Source records:
....
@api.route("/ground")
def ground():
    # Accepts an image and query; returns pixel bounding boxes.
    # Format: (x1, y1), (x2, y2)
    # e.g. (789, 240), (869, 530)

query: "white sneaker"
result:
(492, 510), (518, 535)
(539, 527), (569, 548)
....
Stated problem: Render every line of the material as a JSON list of strings, one string per line, and leave out any blank lines.

Solution for this problem:
[
  "@api.route(\"/ground\")",
  "def ground():",
  "    # Accepts an image and query; returns pixel bounding boxes.",
  "    # Format: (x1, y1), (x2, y2)",
  "    # e.g. (789, 240), (869, 530)",
  "query: \"white sneaker\"",
  "result:",
  "(492, 510), (518, 535)",
  "(539, 527), (569, 548)"
]